La consecuencia ética en política: redimir el pasado
Las
explicaciones dadas por el presidente de México, Andrés Manuel López Obrador,
en particular; y por sus personeros, en general; sobre el video en el que se
observa a su hermano recibiendo bolsas de dinero para financiar al
movimiento (Morena) en 2015, cuando el movimiento ya no era tal,
sino que más bien ya gozaba del estatuto de partido político (lo cual, en
legislación electoral, supone una personalidad jurídica distinta), no son
suficientes y de ninguna manera son aceptables para justificar los actos que
ahí se observan, en materia de financiamiento ilícito a partidos políticos o
cualquier otro tipo penal electoral que de ello derive. Menos aún lo son de
cara al escándalo de corrupción evidenciado por esos otros videos (en los que
los embarrados son el priísmo y el panismo, a menudo apuestas políticas
siamesas) y la denuncia de hechos realizada por Emilio Lozoya Austin, sobre el
saqueo a la nación cometido por el calderonismo que por el peñanietismo.

## INFORMACIÓN PROPORCIONADA
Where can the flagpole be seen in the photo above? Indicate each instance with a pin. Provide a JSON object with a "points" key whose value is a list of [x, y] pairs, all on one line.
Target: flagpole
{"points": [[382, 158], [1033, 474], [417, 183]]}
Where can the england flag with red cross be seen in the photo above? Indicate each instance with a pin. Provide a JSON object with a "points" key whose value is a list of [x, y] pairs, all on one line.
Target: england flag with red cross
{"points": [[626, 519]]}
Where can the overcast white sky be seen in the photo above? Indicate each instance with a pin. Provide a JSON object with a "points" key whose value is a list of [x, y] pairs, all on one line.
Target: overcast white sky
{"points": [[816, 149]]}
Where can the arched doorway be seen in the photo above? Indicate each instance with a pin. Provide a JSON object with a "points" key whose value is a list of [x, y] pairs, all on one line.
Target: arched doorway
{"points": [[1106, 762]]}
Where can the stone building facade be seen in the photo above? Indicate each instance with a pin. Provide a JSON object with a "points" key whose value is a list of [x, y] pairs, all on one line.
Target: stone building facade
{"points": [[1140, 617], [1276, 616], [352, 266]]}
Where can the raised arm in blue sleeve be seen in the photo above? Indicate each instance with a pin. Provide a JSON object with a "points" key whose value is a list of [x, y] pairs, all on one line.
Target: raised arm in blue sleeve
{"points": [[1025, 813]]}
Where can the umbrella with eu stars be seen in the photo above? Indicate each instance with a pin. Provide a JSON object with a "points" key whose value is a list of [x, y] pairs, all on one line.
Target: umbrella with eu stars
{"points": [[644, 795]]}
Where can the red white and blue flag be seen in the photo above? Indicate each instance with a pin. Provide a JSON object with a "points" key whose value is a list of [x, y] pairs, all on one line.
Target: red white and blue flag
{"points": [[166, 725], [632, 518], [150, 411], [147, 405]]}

## OBJETIVOS
#1 En el texto sobre la ética en política, ¿para qué recibía bolsas de dinero el hermano del presidente?
#2 Nombra todos los partidos y corrientes políticas que aparecen en el texto sobre la ética en política.
#3 Sigue escribiendo el texto sobre la ética en política justo desde donde termina.
El listado no tiene nada que ver con esto.

## RESPUESTAS DEL EJERCICIO
#1 Para financiar al movimiento Morena.

#2 Morena, el priísmo, el panismo, el calderonismo y el peñanietismo.

#3
En uno y otro caso, lo que se observa son
prácticas similares, o en todo caso análogas, en las que el tema de fondo sigue
siendo el sometimiento y la dependencia estructural de la política formal
respecto del financiamiento de privados, más allá de los recursos públicos que
se destinan para el funcionamiento del sistema de partidos (supuestamente para
prevenir las disparidades en el acceso a recursos, en donde estos se calculan
en proporción al éxito obtenido en cada elección; y para evitar que intereses
empresariales capturen a los partidos en favor de sus agendas propias). Y por
eso, porque en uno y otro caso el fondo de la materia es el mismo, argumentar
en defensa de uno y en condena del otro que las cantidades y la procedencia no
son las mismas no pasa de ser un intento (por lo demás patético) de legitimar
para sí lo que en la experiencia análoga de la oposición se califica
como la mayor muestra de la degradación moral del servicio público.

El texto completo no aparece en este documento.